— Texte fourni —
Pourtant, ces explorations extérieures, bien que légitimes, reflètent rarement une véritable plénitude intérieure. La fragmentation identitaire, typique de cette phase de vie, révèle un besoin profond de cohérence et de relation. Emmanuel Mounier (1905-1950), philosophe français et fondateur du personnalisme communautaire, éclaire cette quête en affirmant que l’homme est avant tout une personne et non un individu. Selon lui, la personne ne s’épanouit pas dans l’autosuffisance, mais dans le don de soi et l’ouverture à l’autre. Elle trouve son essence dans la relation, reflétant ainsi les relations intratrinitaires de la foi chrétienne.
Psychologie et transformation spirituelle
Dans un monde où la quête d’identité est omniprésente, les approches psychologiques modernes offrent des outils pour mieux comprendre les comportements humains. Des classifications comme les 14 types de personnalité inspirés de Carl Jung (introverti/extraverti, intuitif/sensoriel, etc.) permettent de cerner certaines tendances naturelles. Ces modèles, bien que précieux pour éclairer des aspects de l’âme, ne font que réparer temporairement un masque brisé. Ils ne touchent pas la racine du problème : la nature pécheresse de l’homme.
Jésus met en garde contre ces tentatives d’ajustement superficiel lorsqu’Il avertit : « On ne met pas une pièce de drap neuf sur un vieux vêtement, car elle emporterait une partie du vêtement et la déchirure serait pire. » (Matthieu 9:16). Pour le chrétien, la solution n’est pas de réparer ou de camoufler l’ancienne personnalité, mais de la considérer comme crucifiée : « Sachant que notre vieil homme a été crucifié avec lui, afin que le corps du péché fût détruit. » (Romains 6:6).

— Défi a —
Recopiez à l'identique le passage du texte fourni situé entre « Pourtant, ces explorations » et « la foi chrétienne. », ces deux segments inclus.

[Données enregistrées]
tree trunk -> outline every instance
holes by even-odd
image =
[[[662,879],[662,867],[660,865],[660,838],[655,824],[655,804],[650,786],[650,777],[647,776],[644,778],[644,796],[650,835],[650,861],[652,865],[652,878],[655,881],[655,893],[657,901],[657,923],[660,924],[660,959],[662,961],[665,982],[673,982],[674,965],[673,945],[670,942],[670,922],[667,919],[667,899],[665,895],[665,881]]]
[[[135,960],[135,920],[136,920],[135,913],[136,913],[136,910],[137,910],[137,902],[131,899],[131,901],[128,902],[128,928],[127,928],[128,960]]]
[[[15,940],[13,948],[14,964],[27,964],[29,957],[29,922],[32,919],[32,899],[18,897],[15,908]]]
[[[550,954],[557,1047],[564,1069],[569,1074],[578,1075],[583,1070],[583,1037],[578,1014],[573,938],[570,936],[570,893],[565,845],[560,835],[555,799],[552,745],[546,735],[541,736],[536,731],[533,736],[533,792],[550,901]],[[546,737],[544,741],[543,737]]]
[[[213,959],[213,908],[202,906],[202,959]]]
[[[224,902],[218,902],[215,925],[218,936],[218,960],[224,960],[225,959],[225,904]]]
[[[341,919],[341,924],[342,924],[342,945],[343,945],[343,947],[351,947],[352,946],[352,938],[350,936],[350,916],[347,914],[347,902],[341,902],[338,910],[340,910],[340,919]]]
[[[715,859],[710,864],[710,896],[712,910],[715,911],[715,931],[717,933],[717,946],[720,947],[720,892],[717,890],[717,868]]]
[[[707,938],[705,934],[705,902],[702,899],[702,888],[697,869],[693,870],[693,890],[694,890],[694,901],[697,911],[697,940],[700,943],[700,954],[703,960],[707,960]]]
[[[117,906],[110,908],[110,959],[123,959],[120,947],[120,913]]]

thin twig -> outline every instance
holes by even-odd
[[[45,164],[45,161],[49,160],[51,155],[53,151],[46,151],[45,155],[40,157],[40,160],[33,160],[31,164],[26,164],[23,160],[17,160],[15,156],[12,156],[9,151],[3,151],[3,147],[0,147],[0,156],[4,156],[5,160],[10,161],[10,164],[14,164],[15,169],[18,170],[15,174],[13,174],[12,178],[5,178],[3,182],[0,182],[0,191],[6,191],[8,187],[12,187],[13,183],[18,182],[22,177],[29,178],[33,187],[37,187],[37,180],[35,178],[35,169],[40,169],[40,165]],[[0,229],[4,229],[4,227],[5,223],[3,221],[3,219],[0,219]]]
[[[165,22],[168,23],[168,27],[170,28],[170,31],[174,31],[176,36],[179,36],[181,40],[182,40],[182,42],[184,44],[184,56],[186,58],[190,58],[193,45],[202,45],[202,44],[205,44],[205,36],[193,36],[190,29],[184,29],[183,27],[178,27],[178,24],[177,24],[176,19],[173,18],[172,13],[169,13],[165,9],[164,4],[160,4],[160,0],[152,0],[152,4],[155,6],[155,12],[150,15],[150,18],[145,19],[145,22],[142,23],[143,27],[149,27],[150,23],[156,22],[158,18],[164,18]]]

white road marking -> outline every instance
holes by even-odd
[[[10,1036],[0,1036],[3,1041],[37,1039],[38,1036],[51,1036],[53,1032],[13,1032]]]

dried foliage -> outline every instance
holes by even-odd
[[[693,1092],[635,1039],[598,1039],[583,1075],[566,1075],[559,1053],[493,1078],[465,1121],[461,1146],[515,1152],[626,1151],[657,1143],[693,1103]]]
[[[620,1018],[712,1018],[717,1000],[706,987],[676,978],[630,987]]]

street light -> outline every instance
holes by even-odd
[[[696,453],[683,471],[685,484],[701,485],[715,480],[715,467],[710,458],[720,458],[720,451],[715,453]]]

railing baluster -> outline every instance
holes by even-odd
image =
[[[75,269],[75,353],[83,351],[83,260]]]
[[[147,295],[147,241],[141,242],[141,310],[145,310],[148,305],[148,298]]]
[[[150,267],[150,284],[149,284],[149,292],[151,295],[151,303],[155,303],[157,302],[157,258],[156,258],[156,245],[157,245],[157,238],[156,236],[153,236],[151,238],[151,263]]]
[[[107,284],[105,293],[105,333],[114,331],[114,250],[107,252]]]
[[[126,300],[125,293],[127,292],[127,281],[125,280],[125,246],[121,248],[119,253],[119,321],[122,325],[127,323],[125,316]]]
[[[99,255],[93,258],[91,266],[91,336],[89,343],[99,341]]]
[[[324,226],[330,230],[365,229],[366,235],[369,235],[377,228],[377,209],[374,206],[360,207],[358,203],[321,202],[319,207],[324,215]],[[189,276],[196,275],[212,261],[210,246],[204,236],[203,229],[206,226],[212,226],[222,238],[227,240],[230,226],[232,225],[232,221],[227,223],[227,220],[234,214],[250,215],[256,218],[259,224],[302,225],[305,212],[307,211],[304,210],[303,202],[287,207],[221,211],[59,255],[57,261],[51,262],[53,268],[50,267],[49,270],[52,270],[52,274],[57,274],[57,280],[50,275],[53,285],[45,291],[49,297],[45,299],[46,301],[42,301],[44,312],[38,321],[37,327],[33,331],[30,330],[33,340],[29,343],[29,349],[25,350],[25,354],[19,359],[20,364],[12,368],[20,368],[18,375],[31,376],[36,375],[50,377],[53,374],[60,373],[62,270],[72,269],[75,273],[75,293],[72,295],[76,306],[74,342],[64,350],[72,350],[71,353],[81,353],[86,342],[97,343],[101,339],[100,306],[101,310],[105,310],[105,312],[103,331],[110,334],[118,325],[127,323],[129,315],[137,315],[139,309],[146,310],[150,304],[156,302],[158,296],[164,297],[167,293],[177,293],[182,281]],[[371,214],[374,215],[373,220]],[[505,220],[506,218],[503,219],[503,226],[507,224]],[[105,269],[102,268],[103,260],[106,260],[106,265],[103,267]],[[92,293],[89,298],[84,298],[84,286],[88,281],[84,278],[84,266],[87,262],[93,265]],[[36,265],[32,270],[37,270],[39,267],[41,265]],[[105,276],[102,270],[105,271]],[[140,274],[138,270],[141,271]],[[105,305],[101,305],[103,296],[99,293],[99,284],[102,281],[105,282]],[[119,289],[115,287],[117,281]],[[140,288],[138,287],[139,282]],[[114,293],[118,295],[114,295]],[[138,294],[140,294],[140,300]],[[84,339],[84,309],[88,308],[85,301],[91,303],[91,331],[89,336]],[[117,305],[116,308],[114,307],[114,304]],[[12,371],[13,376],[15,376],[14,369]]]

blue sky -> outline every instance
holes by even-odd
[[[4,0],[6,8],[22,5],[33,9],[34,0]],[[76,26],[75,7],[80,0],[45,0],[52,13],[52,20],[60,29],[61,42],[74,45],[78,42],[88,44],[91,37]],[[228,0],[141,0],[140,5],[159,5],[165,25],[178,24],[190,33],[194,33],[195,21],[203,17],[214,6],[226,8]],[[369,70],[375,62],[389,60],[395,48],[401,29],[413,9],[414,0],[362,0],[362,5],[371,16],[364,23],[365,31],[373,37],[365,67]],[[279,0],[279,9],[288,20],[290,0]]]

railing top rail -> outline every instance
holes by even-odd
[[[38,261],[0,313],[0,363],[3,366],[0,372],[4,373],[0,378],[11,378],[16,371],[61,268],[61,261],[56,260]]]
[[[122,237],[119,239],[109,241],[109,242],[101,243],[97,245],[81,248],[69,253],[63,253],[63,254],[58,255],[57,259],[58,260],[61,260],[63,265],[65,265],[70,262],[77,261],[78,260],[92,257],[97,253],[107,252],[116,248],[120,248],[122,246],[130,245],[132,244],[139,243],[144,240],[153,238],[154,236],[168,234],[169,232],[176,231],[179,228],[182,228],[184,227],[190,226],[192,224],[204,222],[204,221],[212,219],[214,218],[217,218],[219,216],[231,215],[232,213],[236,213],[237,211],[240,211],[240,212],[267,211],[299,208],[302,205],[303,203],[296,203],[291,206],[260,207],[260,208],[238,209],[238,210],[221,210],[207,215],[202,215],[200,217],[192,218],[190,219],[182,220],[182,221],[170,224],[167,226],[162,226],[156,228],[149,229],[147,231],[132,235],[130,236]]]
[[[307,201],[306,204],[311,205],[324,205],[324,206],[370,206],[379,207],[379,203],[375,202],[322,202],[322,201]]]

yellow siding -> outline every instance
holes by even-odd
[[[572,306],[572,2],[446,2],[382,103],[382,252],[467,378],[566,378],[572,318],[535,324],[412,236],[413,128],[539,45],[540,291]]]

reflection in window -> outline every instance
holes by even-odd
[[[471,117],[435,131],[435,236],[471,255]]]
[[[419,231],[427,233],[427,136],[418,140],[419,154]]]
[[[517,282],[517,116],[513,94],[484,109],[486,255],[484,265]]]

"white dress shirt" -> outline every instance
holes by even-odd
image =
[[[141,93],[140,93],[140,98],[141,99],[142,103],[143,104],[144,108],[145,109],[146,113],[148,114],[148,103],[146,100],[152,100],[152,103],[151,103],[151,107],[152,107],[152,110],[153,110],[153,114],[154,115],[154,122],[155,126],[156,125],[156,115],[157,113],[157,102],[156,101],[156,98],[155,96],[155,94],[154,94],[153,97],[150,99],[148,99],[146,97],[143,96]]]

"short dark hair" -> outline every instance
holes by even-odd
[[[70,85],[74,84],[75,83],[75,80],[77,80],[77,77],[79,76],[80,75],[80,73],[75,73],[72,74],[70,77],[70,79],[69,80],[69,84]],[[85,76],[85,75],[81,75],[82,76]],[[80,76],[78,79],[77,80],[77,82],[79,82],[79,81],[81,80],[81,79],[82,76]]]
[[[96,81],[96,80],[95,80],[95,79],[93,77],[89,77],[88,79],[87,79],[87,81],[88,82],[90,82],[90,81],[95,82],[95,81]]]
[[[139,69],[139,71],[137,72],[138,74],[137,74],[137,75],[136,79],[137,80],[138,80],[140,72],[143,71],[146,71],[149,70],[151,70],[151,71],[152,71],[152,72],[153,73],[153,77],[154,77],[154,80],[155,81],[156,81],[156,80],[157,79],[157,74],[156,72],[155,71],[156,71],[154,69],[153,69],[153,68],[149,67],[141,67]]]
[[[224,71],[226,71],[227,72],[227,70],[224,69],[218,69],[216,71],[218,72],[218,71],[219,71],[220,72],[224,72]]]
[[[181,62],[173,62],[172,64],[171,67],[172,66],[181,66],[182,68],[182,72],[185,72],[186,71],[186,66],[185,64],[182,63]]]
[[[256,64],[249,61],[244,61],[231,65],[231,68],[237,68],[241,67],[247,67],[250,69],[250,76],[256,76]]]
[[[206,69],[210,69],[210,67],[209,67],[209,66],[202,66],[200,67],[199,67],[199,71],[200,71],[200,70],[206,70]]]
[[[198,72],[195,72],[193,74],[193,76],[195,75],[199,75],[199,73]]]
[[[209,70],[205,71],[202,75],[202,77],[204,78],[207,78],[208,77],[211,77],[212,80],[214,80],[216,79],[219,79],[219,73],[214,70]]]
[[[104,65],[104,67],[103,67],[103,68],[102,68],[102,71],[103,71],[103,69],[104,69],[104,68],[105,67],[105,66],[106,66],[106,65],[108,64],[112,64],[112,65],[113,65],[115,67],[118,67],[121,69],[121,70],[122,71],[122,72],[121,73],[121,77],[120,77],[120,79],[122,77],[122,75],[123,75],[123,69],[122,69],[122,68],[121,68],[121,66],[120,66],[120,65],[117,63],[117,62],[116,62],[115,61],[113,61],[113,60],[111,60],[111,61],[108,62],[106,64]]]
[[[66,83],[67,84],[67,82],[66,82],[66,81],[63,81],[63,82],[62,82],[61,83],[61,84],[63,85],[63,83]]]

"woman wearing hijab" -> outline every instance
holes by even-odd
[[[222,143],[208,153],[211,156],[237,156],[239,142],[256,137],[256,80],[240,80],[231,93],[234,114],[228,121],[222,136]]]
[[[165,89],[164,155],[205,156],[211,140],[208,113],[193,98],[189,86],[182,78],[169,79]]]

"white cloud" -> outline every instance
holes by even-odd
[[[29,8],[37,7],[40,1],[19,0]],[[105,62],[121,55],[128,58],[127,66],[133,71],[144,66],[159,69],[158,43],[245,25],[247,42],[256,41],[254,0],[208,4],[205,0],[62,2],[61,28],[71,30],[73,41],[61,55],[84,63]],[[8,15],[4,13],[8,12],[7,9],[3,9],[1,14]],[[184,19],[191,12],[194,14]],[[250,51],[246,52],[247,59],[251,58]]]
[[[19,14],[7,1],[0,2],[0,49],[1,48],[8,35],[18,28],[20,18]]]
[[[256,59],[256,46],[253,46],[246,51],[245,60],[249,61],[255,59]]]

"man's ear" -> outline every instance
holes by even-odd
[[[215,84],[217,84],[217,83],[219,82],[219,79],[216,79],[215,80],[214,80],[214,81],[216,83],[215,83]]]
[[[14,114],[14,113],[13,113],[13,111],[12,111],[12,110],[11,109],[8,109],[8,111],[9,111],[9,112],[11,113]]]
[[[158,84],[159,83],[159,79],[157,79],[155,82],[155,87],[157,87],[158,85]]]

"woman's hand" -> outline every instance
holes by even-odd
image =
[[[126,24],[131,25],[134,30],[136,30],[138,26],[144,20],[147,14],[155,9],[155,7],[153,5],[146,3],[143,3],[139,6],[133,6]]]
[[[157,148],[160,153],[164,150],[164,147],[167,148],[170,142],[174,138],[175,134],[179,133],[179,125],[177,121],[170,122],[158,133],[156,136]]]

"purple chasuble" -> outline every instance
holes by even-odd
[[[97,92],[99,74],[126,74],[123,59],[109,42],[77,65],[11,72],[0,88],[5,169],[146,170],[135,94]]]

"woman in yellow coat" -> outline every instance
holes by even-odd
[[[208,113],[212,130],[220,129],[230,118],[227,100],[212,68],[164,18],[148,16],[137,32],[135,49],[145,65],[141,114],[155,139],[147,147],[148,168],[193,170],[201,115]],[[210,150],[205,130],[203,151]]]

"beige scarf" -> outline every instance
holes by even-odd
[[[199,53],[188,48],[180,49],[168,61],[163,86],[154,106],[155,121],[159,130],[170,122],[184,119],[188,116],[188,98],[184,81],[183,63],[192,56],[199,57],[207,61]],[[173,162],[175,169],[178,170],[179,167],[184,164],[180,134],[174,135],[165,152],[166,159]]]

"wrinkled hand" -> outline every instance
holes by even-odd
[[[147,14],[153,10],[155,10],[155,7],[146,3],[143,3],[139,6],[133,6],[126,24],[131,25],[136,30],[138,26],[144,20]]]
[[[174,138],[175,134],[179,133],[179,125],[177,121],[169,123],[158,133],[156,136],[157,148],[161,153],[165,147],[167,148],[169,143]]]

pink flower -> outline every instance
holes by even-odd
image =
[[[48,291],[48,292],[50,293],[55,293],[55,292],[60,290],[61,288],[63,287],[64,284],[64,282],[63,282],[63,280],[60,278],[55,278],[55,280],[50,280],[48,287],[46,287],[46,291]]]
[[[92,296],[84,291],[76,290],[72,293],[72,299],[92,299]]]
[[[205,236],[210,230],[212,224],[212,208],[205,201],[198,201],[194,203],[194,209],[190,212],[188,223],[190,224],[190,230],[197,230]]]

— Défi b —
Retranscrivez sans rien changer les lignes des enregistrements comprises entre celle qui contient « railing baluster -> outline every instance » et celle qui contient « [[[107,284],[105,293],[105,333],[114,331],[114,250],[107,252]]] », toutes deux incluses.

— Résultat a —
Pourtant, ces explorations extérieures, bien que légitimes, reflètent rarement une véritable plénitude intérieure. La fragmentation identitaire, typique de cette phase de vie, révèle un besoin profond de cohérence et de relation. Emmanuel Mounier (1905-1950), philosophe français et fondateur du personnalisme communautaire, éclaire cette quête en affirmant que l’homme est avant tout une personne et non un individu. Selon lui, la personne ne s’épanouit pas dans l’autosuffisance, mais dans le don de soi et l’ouverture à l’autre. Elle trouve son essence dans la relation, reflétant ainsi les relations intratrinitaires de la foi chrétienne.

— Résultat b —
railing baluster -> outline every instance
holes by even-odd
image =
[[[75,269],[75,353],[83,351],[83,260]]]
[[[147,295],[147,241],[141,242],[141,310],[145,310],[148,305],[148,298]]]
[[[150,267],[150,284],[149,284],[149,292],[151,295],[151,303],[155,303],[157,302],[157,258],[156,258],[156,245],[157,245],[157,238],[156,236],[153,236],[151,238],[151,263]]]
[[[107,284],[105,293],[105,333],[114,331],[114,250],[107,252]]]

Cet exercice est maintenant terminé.